**The problem:**
Only the text of the records belongs in the answer, copied exactly, with every picture omitted.
--------
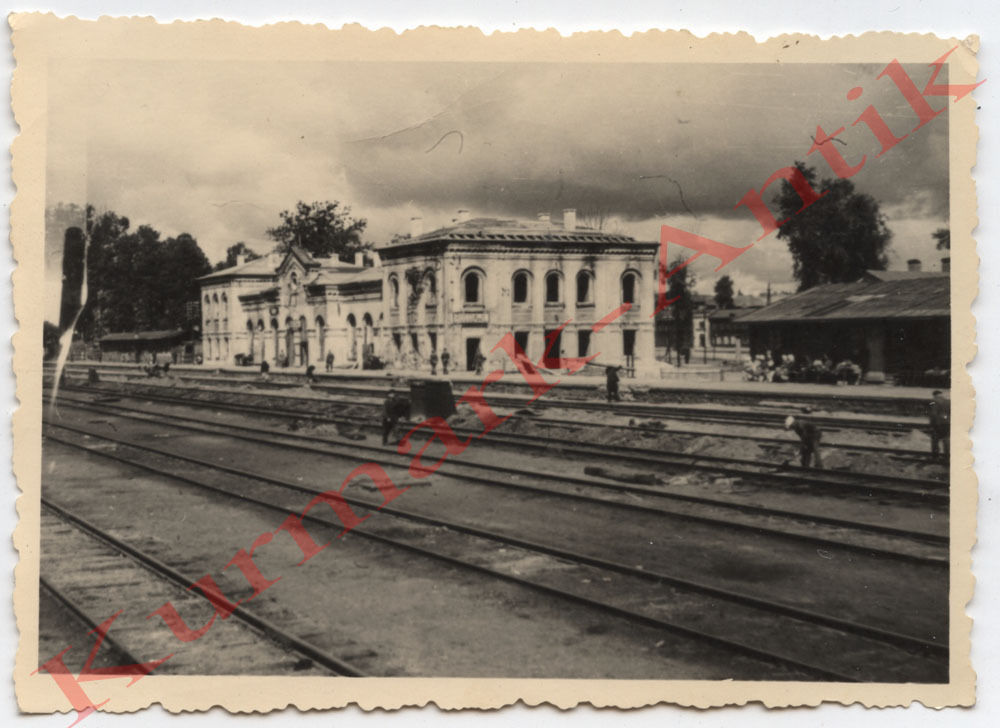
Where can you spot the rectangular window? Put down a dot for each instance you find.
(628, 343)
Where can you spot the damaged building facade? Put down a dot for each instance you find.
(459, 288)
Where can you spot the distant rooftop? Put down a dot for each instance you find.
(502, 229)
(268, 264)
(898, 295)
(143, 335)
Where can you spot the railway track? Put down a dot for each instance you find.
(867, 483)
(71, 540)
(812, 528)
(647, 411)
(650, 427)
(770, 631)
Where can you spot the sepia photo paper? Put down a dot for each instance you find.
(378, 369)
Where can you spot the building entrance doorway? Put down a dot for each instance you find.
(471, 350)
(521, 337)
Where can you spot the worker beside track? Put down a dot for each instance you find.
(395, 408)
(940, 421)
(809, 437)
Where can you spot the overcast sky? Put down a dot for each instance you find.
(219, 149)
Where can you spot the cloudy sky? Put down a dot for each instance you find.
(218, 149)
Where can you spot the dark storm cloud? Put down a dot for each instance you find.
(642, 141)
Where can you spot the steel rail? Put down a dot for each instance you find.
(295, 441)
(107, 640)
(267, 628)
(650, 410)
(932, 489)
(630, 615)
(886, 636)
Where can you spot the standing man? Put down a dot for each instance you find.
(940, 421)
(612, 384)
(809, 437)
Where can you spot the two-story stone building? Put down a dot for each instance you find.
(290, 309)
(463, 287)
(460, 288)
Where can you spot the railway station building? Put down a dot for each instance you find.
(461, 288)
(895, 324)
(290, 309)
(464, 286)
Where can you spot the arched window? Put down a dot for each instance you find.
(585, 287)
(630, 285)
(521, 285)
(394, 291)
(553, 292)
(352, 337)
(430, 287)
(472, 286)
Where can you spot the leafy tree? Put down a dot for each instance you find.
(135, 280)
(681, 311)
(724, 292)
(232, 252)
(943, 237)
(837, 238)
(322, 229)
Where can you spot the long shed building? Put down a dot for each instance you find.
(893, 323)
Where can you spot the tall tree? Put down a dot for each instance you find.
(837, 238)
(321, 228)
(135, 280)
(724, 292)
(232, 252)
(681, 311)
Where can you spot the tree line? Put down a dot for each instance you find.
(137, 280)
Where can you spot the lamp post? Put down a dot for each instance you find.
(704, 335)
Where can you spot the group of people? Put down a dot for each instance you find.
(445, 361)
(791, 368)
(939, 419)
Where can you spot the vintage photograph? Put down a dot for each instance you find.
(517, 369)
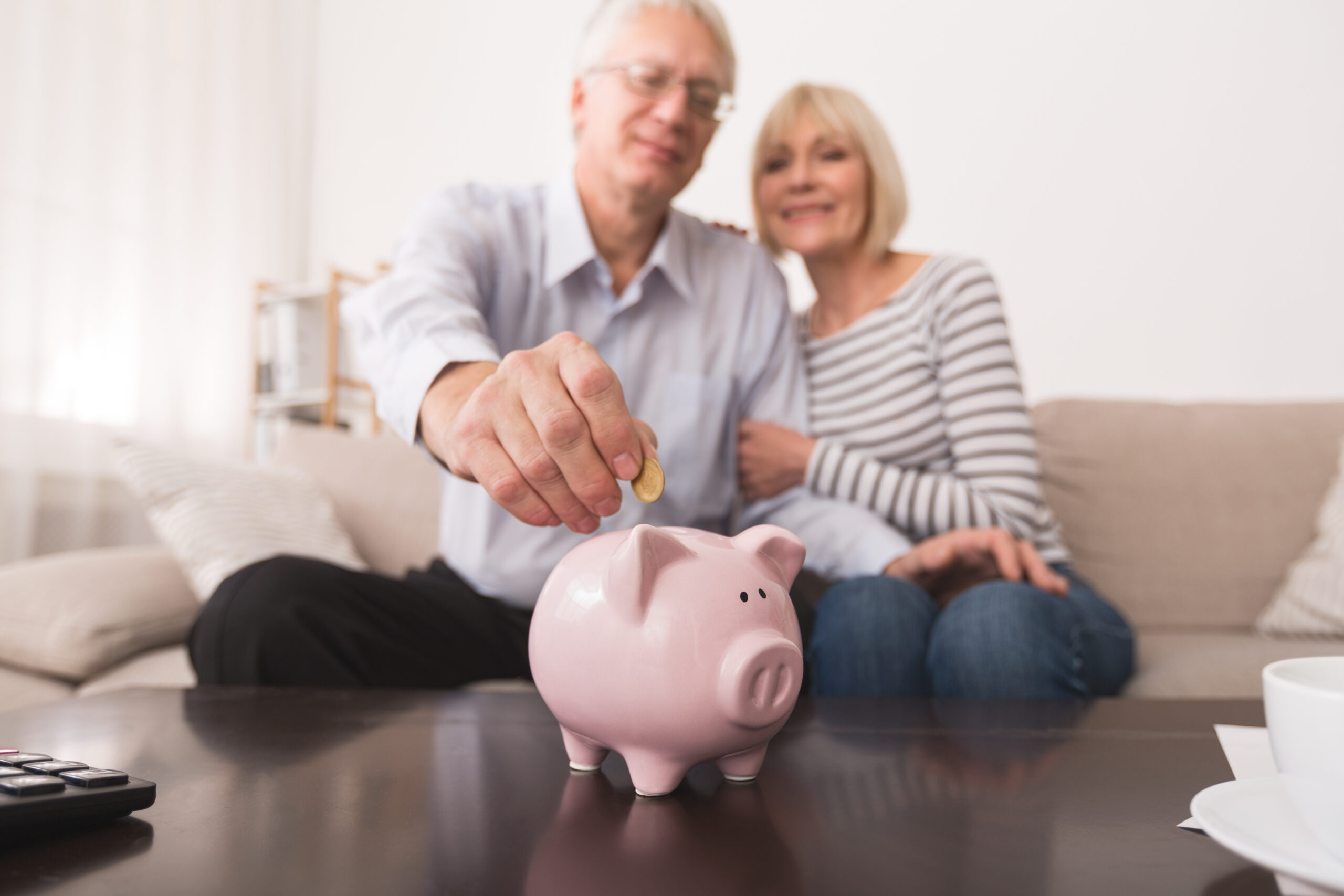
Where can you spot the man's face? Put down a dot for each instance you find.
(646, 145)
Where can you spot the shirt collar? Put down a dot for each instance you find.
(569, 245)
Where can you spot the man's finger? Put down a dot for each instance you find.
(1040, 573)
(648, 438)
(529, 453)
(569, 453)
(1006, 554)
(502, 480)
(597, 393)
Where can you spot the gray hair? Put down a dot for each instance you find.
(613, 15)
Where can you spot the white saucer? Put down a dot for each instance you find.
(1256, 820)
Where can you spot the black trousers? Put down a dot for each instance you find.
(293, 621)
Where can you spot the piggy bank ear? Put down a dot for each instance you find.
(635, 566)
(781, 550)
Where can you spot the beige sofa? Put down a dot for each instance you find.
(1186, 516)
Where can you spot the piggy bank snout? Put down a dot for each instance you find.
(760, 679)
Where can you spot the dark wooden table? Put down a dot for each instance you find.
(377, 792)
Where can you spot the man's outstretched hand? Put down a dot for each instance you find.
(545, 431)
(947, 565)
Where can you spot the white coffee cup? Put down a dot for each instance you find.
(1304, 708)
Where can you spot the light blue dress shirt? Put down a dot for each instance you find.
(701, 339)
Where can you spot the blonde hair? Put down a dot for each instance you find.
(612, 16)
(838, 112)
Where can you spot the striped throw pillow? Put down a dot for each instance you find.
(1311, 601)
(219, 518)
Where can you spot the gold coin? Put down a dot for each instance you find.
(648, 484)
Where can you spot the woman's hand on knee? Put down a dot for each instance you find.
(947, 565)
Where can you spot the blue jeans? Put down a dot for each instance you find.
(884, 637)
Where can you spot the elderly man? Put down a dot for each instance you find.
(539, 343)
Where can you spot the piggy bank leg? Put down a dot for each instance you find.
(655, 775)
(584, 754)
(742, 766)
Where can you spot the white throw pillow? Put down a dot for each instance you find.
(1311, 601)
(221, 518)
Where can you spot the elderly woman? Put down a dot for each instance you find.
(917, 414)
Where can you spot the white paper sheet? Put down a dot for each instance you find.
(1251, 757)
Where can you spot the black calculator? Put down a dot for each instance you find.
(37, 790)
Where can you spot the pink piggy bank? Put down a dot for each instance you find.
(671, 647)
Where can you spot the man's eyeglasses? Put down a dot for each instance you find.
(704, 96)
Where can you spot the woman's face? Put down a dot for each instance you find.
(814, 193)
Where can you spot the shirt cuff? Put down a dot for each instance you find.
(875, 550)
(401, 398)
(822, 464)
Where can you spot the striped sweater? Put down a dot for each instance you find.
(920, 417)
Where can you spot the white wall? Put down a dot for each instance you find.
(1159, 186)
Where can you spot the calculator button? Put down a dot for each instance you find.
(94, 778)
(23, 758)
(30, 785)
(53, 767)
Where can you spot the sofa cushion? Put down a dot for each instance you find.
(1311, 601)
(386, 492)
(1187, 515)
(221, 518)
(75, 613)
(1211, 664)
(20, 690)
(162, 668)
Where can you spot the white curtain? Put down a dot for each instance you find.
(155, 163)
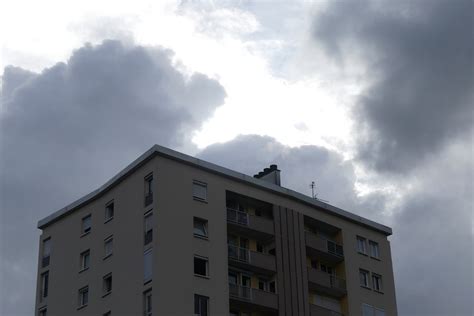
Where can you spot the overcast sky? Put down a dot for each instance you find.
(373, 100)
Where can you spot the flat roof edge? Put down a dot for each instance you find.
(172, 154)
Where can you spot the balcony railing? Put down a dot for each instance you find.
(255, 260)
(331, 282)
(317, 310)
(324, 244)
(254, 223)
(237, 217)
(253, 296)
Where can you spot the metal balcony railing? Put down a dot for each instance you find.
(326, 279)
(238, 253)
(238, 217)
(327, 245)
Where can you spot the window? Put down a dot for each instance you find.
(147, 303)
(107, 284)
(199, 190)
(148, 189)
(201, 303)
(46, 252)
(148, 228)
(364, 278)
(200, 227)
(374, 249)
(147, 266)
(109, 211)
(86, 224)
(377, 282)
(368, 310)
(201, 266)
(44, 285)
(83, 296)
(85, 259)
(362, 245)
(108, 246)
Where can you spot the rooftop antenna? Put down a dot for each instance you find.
--------
**Output of the task:**
Where can you spot the rectangular window? Put down a dot for each instance you find.
(628, 343)
Where can you spot the damaged building facade? Put down a dot for each instance you find.
(459, 288)
Where can you spot the distant rooftop? Put down a dot for each instance you find.
(502, 229)
(268, 264)
(898, 295)
(143, 335)
Where can you spot the railway track? Put down a dot for each instance you find.
(867, 483)
(71, 540)
(812, 528)
(647, 411)
(650, 427)
(770, 631)
Where can you spot the sepia photo paper? Put down a dot for each instance you find.
(378, 369)
Where can you spot the building entrance doorway? Put down a dot for each instance you find.
(471, 350)
(521, 337)
Where can you spot the worker beside track? Put down a dot for each instance you find.
(395, 408)
(940, 421)
(809, 437)
Where can you spot the overcast sky? Put down a dot for each instance you find.
(219, 149)
Where can you spot the cloudy sky? Put down a dot for each instance you find.
(218, 149)
Where can you spot the dark storm cloud? Put down a dot for each instance you find.
(642, 141)
Where can you spot the steel rail? Put down a dot for each instance you find.
(295, 441)
(107, 640)
(267, 628)
(650, 410)
(932, 489)
(630, 615)
(886, 636)
Where can you spot the standing man? Put down a dot for each instance you find.
(940, 421)
(612, 384)
(809, 437)
Where can you spot the two-story stone building? Put down a dot for each instance you find.
(290, 309)
(463, 287)
(460, 288)
Where can you spot the railway station building? Put down a dot for each instance you find.
(461, 288)
(895, 324)
(290, 309)
(464, 286)
Where can you spot the arched window? Put down a dot for each instance you find.
(585, 287)
(630, 285)
(521, 285)
(394, 291)
(553, 292)
(352, 337)
(430, 287)
(472, 286)
Where can you spot the leafy tree? Put down a dot for each instance you find.
(135, 280)
(681, 311)
(724, 292)
(232, 252)
(943, 237)
(837, 238)
(322, 229)
Where can you spot the long shed building? Put down a dot for each instance you find.
(893, 323)
Where can you spot the tall tree? Put down a dot for each instance you find.
(837, 238)
(321, 228)
(135, 280)
(724, 292)
(232, 252)
(681, 311)
Where can you spot the tree line? Put down a dot for each instance you find.
(137, 280)
Where can you spot the lamp post? Put down a dot for each instance you find.
(704, 335)
Where can you spot the group of people? Put down a dot for each instance you find.
(445, 361)
(791, 368)
(939, 419)
Where can you spot the vintage photograph? Put down a dot for each instance you find.
(517, 369)
Where can you spot the man's face? Put down a dot for each instance you find.
(646, 145)
Where can you spot the shirt collar? Put down a dot for each instance you find.
(569, 245)
Where can you spot the man's finger? Put down a dot for each instance you find.
(1040, 573)
(648, 438)
(529, 453)
(569, 453)
(1006, 554)
(502, 480)
(597, 393)
Where can you spot the gray hair? Put down a dot for each instance you find.
(613, 15)
Where can you spot the white saucer? Put down a dot for each instance you find.
(1256, 820)
Where can you spot the black trousers? Put down a dot for each instance you find.
(293, 621)
Where can you spot the piggy bank ear? Put down a dot for each instance you find.
(635, 566)
(781, 550)
Where can you spot the beige sofa? Put down a dot for each instance you find.
(1186, 516)
Where can you spot the piggy bank snout? Put down a dot for each instance you find.
(760, 679)
Where can you spot the dark wooden table? Put down a dot for each instance you find.
(377, 792)
Where can you spot the man's outstretched hand? Put down a dot for each instance you find.
(545, 431)
(947, 565)
Where can you spot the white coffee cup? Put down a dot for each instance you find.
(1304, 708)
Where can you spot the light blue dress shirt? Put down a dot for each instance you find.
(701, 339)
Where can you spot the blonde hair? Put down a dot for each instance you find.
(612, 16)
(838, 112)
Where can you spot the striped throw pillow? Put down a dot for each instance you find.
(1311, 601)
(219, 518)
Where can you spot the gold coin? Put down a dot for each instance you find.
(648, 484)
Where can you spot the woman's hand on knee? Put down a dot for each instance you find.
(947, 565)
Where can you spot the blue jeans? Put down a dot for each instance you find.
(884, 637)
Where can you spot the elderly man? Put down a dot for each instance you find.
(539, 343)
Where can you spot the piggy bank leg? Put down a dot for each instance you find.
(655, 775)
(584, 754)
(742, 766)
Where can you spot the white throw pillow? Put down a dot for each instance you find.
(1311, 601)
(221, 518)
Where can you spot the elderly woman? Put down a dot for each instance you find.
(917, 414)
Where can you spot the white paper sheet? Put down a dot for each instance you find.
(1251, 757)
Where can you spot the black calculator? Put down a dot for each instance you find.
(37, 790)
Where can you spot the pink piggy bank? Put down a dot for each instance you find.
(671, 647)
Where can you spot the man's eyeglasses? Put down a dot for each instance you find.
(704, 96)
Where can you spot the woman's face? Put down a dot for each instance you find.
(814, 193)
Where can you spot the shirt cuff? Put down a dot for each instance you find.
(875, 550)
(401, 398)
(822, 464)
Where can you spot the striped sweater? Put down a dot for each instance you find.
(920, 417)
Where can you spot the white wall? Put down a dot for each instance you find.
(1159, 186)
Where can you spot the calculator button? Put down a dot for each instance you find.
(94, 778)
(23, 758)
(30, 785)
(53, 767)
Where can you spot the sofa cushion? Put down a dot for each instance you find.
(1311, 601)
(386, 492)
(1187, 515)
(221, 518)
(75, 613)
(1211, 664)
(20, 690)
(162, 668)
Where can you spot the white curtain? Put down a dot for each instance you find.
(155, 163)
Where can you spot the overcast sky? Put down a dot for each instance you find.
(373, 100)
Where can you spot the flat roof edge? Put down a dot for each instance you find.
(172, 154)
Where can you spot the balcony railing? Put down a dot for each instance you find.
(255, 260)
(331, 282)
(317, 310)
(324, 244)
(254, 223)
(237, 217)
(253, 296)
Where can you spot the metal balcony railing? Put down a dot for each instance you find.
(326, 279)
(238, 253)
(238, 217)
(327, 245)
Where can you spot the window? Put down a dot for each instance you find.
(147, 303)
(107, 284)
(199, 190)
(148, 189)
(201, 303)
(46, 252)
(148, 228)
(364, 278)
(200, 227)
(374, 249)
(147, 266)
(109, 211)
(86, 224)
(377, 282)
(368, 310)
(201, 266)
(44, 285)
(83, 296)
(85, 259)
(362, 245)
(108, 246)
Where can you spot the rooftop antenna? Put down a dot for each instance you find.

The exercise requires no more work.